Document passage below:
Christopher McLaughlin

United States Air Force

Email: cmmclaughlin@gmail.com

Sue Tolleson-Rinehart

University of North Carolina

at Chapel Hill

Email: suetr@unc.edu

Homepage: http://sph.unc.edu/adv_profile/sue-tolleson-rinehart-phd/

Anthony Viera

University of North Carolina

at Chapel Hill

Email: anthony_viera@med.unc.edu

Homepage: http://www.med.unc.edu/fammed/research/faculty/anthony-viera

Sample size: 1211

Field period: 06/01/2015-08/10/2015

1. Does knowledge of a computer decision aid's accuracy relative to a physician influence perception physicians who use that technology?
2. Do people view the care provided by a physician extender using a computer decision aid to be equivalent to care provided by a physician?

Experimental Manipulations
Vignette 1: A patient-physician encounter for an ankle injury employs a 3 (no CDSS vs. CDSS equal to average doctor vs. CDSS superior to average doctor) x 2 (outcome: accurate assessment and treatment of ankle injury vs. missed ankle fracture diagnosis) x 2 (heed vs. defy CDSS recommendation) between-subject design.
Vignette 2: A combat triage scenario in which one provider had to determine which two out of four casualties would be evacuated to a surgeon by helicopter and which two would be evacuated to a surgeon by ground. The vignette employs a 2 (provider: medic vs. physician) x 3 (CDSS deference: no decision aid used vs. CDSS present and heeded vs. CDSS present and defied) x 2 (outcome: all four casualties survive vs. one of the four casualties dies) between-subject design.

1. Seven-point Likert assessment of provider quality
2. Seven-point Likert assessment of clinical outcome acceptability
3. Four-point Likert assessment of provider responsibility for the clinical outcome.

Summary of Results
Knowledge about the accuracy of a clinical decision support system (CDSS) affects perception of medical providers who use those tools. People support the use of CDSS more when they are explicitly told that the decision aids are more accurate relative to the average physician. Clinical outcomes, regardless of whether they are positive or negative, are rated as less acceptable when physicians defy the recommendation of a highly accurate CDSS than when the recommendation is heeded. Conversely, when the lower quality CDSS is employed, the acceptability of a good or bad outcome is not affected by whether the physician heeded or defied the recommendation.
We found that people hold physicians to be more responsible for clinical outcomes than physician extenders, medics in this case. Alternatively, in assessments of provider quality and clinical outcome acceptability, there was no significant difference between physicians and medics when a decision aid was used. In the combat triage scenario, an outcome deemed negative was one in which a soldier died as a result of the provider's decision. A positive clinical outcome was one in which all of the soldiers survived as a result of the provider's decision. We found that use of a decision aid does not influence assessments of provider responsibility for positive clinical outcomes. If, though, a provider defied a CDSS recommendation and the soldier died, the provider was deemed much more responsible for that outcome than if the provider had heeded the recommendation or used no CDSS at all.
The exception to the similarity of provider quality and outcome acceptability ratings between medics and doctors was when participants were primed to believe that CDSS accuracy was superior to the accuracy of an average physician. In those cases, medics were rated more positively for heeding CDSS recommendations and more negatively for defying the recommendations than in the cases where they had previously been told that CDSS were equivalent to physicians or had no information about CDSS accuracy.
End of Document passage.
Extracted material below:
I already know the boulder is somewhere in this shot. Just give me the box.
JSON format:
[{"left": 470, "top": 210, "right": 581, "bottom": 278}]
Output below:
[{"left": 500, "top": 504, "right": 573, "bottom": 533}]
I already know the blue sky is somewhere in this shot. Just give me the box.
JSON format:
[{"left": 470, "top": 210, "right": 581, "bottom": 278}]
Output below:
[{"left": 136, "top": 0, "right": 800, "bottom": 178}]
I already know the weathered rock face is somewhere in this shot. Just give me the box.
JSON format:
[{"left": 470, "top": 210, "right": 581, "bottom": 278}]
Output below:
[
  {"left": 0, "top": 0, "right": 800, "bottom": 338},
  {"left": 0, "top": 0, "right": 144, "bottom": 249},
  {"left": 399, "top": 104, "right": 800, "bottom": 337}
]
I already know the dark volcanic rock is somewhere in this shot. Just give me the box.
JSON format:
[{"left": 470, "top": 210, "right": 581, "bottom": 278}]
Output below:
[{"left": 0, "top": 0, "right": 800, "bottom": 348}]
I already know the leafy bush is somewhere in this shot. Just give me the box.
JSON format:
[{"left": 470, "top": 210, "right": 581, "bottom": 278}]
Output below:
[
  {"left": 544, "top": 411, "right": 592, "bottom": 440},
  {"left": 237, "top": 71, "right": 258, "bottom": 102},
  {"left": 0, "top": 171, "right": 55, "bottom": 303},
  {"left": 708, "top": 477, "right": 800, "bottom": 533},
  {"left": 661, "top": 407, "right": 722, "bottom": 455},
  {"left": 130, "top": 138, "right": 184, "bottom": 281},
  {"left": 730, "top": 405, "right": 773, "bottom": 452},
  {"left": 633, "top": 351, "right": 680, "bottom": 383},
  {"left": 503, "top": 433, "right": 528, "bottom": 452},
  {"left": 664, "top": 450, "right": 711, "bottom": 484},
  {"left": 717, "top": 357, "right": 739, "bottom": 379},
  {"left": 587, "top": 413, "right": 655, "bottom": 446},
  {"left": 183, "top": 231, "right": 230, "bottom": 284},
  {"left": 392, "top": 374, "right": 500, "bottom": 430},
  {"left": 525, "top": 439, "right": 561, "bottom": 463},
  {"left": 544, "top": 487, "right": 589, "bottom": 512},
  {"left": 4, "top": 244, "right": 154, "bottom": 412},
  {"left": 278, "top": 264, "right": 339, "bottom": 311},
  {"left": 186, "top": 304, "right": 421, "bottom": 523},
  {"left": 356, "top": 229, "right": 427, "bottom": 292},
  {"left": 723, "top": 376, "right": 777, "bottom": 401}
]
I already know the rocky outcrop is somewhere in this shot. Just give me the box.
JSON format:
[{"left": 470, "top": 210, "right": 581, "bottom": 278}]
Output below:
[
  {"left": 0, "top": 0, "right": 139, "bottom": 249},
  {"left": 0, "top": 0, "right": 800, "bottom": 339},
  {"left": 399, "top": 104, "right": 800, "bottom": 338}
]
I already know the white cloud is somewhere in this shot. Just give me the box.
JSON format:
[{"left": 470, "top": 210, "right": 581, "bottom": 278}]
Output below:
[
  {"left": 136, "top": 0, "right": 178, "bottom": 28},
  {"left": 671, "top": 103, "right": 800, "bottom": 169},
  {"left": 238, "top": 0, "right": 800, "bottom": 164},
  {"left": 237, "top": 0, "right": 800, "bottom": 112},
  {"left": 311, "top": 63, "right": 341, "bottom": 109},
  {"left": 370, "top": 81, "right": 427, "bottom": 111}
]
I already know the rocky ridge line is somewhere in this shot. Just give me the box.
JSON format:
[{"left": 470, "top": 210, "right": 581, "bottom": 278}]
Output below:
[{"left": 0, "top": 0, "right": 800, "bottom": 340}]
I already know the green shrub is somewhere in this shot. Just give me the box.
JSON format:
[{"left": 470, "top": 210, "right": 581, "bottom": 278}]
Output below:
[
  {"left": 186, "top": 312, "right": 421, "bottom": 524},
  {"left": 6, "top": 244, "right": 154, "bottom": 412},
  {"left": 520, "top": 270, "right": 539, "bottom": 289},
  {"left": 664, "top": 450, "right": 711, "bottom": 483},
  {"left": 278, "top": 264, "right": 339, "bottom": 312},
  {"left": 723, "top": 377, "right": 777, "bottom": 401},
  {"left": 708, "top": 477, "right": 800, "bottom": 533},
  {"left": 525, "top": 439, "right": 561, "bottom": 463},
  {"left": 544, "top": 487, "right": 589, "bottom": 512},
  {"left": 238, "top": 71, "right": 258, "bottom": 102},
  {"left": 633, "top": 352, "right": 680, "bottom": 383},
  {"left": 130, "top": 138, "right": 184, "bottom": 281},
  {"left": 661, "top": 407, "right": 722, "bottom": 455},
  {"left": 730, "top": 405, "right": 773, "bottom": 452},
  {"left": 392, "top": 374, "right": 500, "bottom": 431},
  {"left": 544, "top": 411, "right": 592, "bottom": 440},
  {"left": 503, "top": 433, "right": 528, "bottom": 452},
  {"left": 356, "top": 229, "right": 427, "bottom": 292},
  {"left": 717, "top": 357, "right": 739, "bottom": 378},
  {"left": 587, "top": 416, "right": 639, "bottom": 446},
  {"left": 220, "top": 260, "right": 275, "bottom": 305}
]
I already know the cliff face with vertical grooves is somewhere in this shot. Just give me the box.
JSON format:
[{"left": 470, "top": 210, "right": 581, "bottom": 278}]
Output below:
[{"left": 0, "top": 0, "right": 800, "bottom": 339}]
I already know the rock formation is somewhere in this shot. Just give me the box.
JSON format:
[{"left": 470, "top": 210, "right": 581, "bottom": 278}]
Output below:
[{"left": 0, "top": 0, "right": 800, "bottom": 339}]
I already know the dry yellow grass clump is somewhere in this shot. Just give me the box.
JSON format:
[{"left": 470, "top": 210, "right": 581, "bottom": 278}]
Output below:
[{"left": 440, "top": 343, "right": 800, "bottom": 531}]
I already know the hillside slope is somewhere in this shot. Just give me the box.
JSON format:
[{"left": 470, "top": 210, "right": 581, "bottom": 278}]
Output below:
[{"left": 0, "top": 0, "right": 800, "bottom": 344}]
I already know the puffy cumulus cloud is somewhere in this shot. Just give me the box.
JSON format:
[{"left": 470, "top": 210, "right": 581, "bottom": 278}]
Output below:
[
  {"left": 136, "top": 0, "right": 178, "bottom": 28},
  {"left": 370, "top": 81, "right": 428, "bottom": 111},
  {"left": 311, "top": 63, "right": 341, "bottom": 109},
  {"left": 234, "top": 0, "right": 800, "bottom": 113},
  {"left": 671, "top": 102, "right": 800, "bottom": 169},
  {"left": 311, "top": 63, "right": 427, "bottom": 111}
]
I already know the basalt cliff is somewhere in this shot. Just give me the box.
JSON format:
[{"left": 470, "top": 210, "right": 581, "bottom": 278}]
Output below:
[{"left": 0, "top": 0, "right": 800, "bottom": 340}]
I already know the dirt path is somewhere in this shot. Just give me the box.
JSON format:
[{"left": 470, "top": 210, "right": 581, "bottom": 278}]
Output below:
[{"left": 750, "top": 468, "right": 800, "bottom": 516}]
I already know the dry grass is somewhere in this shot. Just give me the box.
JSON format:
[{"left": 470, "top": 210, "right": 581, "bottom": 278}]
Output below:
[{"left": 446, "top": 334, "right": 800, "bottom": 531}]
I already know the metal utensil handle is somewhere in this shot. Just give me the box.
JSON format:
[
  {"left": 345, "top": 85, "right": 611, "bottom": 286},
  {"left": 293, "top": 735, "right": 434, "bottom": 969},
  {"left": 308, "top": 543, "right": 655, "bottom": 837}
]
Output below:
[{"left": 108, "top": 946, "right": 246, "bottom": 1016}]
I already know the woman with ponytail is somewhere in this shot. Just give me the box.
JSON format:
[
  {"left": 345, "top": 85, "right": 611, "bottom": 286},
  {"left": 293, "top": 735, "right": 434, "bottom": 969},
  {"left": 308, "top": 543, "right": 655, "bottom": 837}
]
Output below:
End of Extracted material.
- **Exercises**
[1] From the study description above, repeat the passage from "Sample size: 1211" up to and including "by a physician?".
[2] Say whether each statement below agrees with the study description, answering yes or no and quoting the words that decide it.
(a) The field period ran from June 1, 2015, to August 10, 2015.
(b) In the combat triage scenario, the provider chose which three of the four casualties would be evacuated by helicopter.
(c) Provider responsibility for the clinical outcome was measured on a seven-point Likert scale.

- **Exercise solutions**
[1]
Sample size: 1211

Field period: 06/01/2015-08/10/2015

1. Does knowledge of a computer decision aid's accuracy relative to a physician influence perception physicians who use that technology?
2. Do people view the care provided by a physician extender using a computer decision aid to be equivalent to care provided by a physician?

[2]
(a) Yes: "Field period: 06/01/2015-08/10/2015"
(b) No: "which two out of four casualties would be evacuated to a surgeon by helicopter"
(c) No: "Four-point Likert assessment of provider responsibility for the clinical outcome."